MANCHESTER – Delicately meshing live performances with fine dining, the Majestic Theatre in Manchester will host a dinner theater series that kicks off Jan. 27 with “Lost in Yonkers.”

Five shows will be produced for the series, which runs from January through May. Those shows, including the aforementioned “Yonkers,” are “Suitehearts,” “Tomfoolery,” “An American Millionaire” and “Puttin’ on the Ritz: The Music of Irving Berlin.”

“We generally do 15 shows a year, which is a lot,” Karen Bessette, Majestic Theatre development director, said. “But that also includes an auction event with some great entertainment, and there’s a few different events, a couple of youth add-on shows, cabaret shows with a small group or a singer, so that kind of rounds out our season.”

Bessette, who spends much time in her role for the Majestic finding grant resources and sponsorships for businesses, in an effort to put on productions and fund educational programs, said staging theater with a side of dinner is, “a little difficult.”

“Really, it’s just an added component to presenting a show. We’ve worked really hard with the Chateau; we’ve done dinner theater for a number of years here at the Cartier Street location, and that was a whole lot more work because we have a chef who’s also our technical director and he’s a chef by day, so he was cooking the meals himself.”

Kevin Barrett, director of “Lost in Yonkers,” has helmed several dinner theater productions.

“Staging-wise, it has to be a fairly simple set because you can’t do a lot of set changes. There just isn’t the space to bring things in and out, and you can’t do a lot of quick lighting because basically, it’s a restaurant, and the lights need to be up and down, so technically, it needs to be a simple show,” Barrett said.

Volunteers stepped in and stepped up, doing everything from cooking and serving the meals, to cleaning up at the end.

“It was a hard (effort), but we worked really hard with the Chateau to bring the same continuity we’ve had in the last several years with the dinner theater,” Bessette said. “And so the menu is similar to the menus we’ve always done: It’s usually a chicken or a pork type of entree, a side dish of rice or potatoes, a salad, so something that pretty much everybody will enjoy, and then if we need to make a couple of modifications, we can work with the Chateau on that.”

## RECORDS
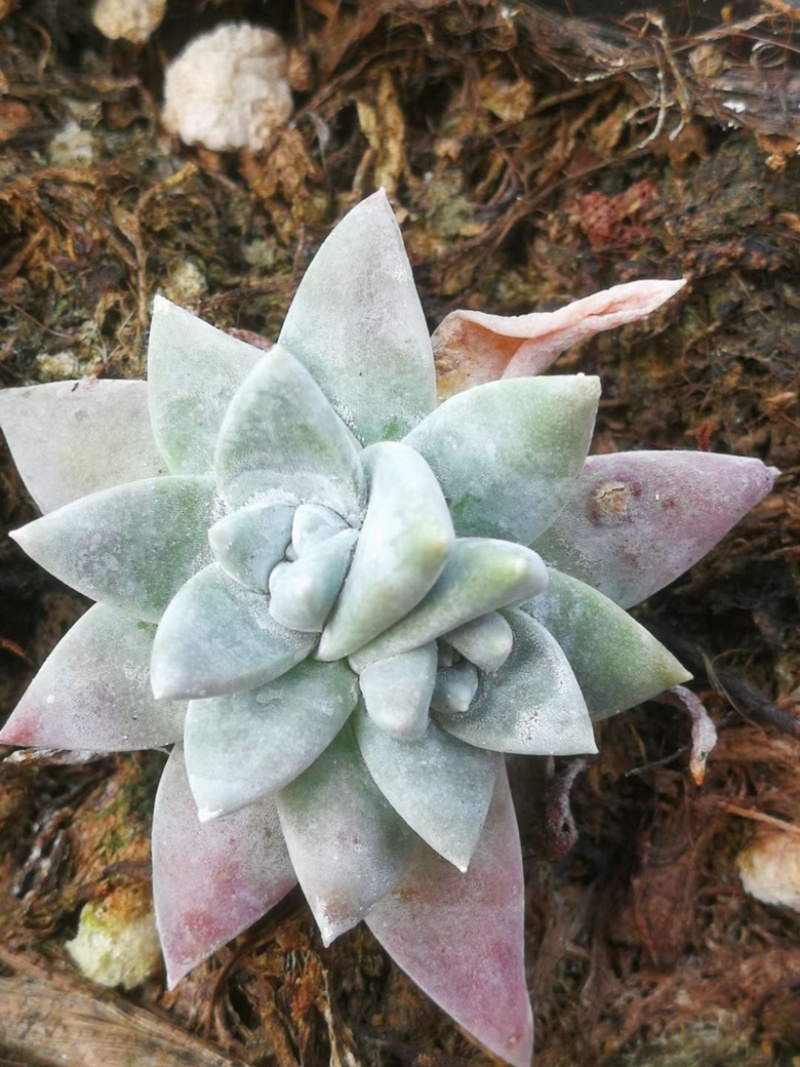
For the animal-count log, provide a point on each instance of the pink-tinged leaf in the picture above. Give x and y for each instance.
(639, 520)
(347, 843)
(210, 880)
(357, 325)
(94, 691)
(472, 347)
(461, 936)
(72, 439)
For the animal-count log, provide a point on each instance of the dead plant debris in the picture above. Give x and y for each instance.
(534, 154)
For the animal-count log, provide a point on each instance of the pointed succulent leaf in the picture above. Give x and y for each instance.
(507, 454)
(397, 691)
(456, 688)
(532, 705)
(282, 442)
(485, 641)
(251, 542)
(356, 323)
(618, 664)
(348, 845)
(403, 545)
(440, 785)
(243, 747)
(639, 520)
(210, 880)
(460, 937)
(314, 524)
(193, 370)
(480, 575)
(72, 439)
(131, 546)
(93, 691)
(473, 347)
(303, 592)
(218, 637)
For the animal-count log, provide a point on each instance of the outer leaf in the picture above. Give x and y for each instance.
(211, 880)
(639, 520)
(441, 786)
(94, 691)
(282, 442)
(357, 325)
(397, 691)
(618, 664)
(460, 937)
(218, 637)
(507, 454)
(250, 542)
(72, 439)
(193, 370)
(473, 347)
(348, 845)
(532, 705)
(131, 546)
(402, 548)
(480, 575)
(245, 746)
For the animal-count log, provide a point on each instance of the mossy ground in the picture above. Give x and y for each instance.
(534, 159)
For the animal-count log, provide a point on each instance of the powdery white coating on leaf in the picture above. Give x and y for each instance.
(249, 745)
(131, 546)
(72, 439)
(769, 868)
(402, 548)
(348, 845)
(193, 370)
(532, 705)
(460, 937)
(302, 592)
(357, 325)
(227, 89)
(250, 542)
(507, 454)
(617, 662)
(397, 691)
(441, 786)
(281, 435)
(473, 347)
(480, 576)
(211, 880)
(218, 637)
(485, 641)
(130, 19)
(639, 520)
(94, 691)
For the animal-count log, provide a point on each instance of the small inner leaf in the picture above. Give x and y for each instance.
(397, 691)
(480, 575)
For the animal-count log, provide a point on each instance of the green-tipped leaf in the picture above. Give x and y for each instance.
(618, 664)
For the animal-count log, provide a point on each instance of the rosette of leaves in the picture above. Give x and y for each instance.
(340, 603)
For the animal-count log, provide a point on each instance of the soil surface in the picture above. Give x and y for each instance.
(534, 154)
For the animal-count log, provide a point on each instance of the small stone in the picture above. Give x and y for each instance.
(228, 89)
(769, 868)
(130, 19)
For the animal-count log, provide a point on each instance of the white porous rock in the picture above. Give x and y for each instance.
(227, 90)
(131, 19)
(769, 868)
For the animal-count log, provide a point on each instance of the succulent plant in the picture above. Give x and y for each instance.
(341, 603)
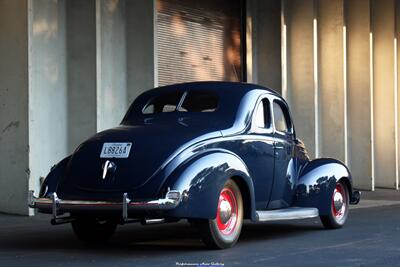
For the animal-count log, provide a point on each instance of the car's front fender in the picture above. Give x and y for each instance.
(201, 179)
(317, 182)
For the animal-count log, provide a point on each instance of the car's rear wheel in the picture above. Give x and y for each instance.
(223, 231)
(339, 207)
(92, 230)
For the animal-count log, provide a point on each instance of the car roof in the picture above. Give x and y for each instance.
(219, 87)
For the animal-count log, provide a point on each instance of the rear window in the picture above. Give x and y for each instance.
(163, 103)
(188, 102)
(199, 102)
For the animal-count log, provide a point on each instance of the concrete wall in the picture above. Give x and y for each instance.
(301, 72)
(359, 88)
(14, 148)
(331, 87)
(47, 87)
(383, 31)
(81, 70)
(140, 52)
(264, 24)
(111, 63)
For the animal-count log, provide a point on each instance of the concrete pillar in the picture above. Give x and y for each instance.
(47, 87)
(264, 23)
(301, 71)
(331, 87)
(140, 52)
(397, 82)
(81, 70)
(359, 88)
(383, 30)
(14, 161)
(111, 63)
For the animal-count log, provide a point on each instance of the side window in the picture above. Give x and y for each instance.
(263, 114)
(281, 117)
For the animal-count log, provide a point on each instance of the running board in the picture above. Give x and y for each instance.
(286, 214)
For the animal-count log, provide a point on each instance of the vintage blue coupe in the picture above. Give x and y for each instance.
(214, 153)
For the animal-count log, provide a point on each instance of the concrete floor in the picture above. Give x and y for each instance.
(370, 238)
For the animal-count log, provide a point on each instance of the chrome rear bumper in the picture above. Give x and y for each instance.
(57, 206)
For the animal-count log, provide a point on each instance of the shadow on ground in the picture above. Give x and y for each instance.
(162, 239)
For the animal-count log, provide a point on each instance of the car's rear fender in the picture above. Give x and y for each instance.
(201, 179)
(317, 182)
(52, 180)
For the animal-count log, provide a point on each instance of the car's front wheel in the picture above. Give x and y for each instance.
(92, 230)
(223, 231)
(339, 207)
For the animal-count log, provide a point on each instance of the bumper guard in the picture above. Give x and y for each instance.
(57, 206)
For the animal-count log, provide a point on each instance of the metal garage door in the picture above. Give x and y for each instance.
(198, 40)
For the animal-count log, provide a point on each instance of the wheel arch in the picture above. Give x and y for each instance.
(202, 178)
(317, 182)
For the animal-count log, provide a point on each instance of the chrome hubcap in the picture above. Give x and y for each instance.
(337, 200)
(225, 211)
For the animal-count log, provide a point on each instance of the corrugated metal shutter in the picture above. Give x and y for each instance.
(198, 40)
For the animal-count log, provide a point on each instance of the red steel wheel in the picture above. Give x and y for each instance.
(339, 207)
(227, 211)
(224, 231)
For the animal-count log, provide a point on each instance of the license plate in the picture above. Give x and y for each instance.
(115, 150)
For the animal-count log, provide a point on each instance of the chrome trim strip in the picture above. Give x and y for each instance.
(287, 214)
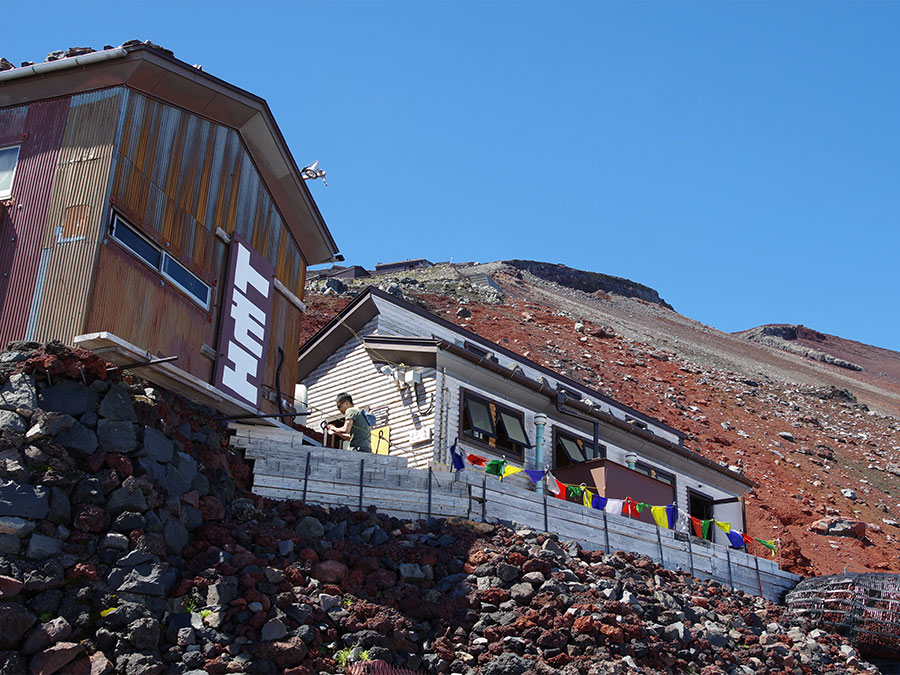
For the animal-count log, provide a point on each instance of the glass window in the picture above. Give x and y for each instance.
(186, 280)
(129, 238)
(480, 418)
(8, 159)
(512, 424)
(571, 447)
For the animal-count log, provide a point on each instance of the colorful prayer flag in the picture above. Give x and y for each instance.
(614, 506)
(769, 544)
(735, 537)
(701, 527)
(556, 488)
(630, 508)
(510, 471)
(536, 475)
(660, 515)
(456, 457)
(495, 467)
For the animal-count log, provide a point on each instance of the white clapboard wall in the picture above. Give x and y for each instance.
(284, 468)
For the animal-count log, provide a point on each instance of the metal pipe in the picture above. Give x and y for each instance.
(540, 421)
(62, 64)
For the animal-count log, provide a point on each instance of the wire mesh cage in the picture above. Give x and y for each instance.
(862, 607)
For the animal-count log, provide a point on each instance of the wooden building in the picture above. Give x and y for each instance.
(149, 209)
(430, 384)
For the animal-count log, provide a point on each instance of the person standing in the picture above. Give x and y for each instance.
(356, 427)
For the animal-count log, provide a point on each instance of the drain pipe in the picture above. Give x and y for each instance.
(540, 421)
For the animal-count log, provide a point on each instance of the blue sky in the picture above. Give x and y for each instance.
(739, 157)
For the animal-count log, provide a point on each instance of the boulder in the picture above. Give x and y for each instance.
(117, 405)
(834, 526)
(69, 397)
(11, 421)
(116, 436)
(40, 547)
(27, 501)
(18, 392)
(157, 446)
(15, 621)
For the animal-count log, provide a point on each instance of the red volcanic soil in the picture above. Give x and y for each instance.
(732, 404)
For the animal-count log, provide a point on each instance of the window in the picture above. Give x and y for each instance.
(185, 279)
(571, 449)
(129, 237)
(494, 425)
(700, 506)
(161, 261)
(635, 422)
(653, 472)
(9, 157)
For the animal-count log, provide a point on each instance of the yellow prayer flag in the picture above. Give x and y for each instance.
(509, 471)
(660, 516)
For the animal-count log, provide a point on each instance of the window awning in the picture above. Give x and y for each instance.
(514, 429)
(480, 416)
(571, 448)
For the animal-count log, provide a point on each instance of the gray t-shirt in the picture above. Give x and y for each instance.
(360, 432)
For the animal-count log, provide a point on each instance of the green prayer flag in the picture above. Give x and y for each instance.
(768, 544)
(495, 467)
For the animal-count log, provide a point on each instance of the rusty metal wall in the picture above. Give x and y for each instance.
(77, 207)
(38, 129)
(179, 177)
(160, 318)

--

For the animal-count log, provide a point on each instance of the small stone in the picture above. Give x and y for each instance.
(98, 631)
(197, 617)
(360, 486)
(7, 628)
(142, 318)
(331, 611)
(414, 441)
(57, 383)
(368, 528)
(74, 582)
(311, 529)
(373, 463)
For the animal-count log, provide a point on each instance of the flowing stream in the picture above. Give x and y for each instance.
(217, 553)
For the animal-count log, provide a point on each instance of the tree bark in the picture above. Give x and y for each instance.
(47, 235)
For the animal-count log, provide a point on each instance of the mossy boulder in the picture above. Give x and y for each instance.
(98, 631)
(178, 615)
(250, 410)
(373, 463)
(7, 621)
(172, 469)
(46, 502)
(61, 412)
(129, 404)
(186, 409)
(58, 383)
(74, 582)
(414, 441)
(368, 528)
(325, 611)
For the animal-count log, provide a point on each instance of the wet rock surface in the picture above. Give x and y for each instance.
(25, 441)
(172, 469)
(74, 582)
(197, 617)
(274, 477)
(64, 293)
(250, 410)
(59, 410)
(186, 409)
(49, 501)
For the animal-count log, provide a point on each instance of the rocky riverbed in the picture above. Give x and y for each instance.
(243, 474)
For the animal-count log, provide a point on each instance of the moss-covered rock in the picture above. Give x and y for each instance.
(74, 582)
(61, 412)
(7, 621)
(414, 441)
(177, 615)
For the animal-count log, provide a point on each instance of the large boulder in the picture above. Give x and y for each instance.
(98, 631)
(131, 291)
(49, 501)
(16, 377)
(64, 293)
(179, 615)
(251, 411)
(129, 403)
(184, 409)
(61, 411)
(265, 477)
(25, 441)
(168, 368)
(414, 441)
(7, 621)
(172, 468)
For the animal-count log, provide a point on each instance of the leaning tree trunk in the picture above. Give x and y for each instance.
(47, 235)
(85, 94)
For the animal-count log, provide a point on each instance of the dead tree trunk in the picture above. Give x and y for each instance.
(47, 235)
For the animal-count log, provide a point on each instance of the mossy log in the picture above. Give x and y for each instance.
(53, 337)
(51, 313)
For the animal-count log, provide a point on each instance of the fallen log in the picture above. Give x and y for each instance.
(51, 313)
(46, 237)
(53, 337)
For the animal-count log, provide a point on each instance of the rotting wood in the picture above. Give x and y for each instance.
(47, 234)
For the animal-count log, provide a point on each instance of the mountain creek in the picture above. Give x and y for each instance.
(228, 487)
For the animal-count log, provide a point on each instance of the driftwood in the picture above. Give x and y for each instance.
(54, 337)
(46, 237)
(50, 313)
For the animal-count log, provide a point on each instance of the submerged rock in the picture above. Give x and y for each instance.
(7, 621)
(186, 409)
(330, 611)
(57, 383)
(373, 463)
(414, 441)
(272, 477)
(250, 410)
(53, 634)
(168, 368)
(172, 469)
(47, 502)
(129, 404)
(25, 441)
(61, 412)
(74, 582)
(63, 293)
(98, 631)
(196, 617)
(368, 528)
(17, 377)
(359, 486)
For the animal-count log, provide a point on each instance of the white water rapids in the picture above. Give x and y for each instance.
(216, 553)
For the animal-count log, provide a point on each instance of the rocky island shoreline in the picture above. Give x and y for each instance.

## WHAT TO WORK ON
1 – Retype the passage from the dinner theater article between "Kevin Barrett, director" and "at the end.", inclusive.
2 – Extend the article on the Majestic Theatre's dinner theater series by continuing it past its final sentence.

## REPLIES
1 –
Kevin Barrett, director of “Lost in Yonkers,” has helmed several dinner theater productions.

“Staging-wise, it has to be a fairly simple set because you can’t do a lot of set changes. There just isn’t the space to bring things in and out, and you can’t do a lot of quick lighting because basically, it’s a restaurant, and the lights need to be up and down, so technically, it needs to be a simple show,” Barrett said.

Volunteers stepped in and stepped up, doing everything from cooking and serving the meals, to cleaning up at the end.

2 –
The meal presentation is timed like a perfect overture.

“People will come in and have dinner for the first hour; then they’ll start with act one of the show, and then dessert is served during intermission, with act two following.”

While there is no exact science to the creative process of selecting the shows for the dinner theater series, Bessette said that careful consideration is given to show length and other practical matters.

“When you add dinner to the time of a show, that’s an extra hour, so you have to be mindful of what’s going to work out well for running time,” Bessette said. “Plus, the Chateau has a limited stage, so we’re picking shows that don’t have a huge cast. A lot of our shows will be anywhere from four characters to eight or 10 at the most. So we tailor that component of it.”

“And then, with any season offerings, we want to make sure that there’s a good mix of music, some comedy, some drama – something that will please the majority of the patrons throughout the season. A lot of people are subscribers for the season, so to be able to present some comedy and then a musical for another show and then a murder/mystery, which everybody enjoys, that’s how we make our selections.”

Repeat customers are also a common thread from show to show and season to season.

“We have a very loyal following,” Bessette said.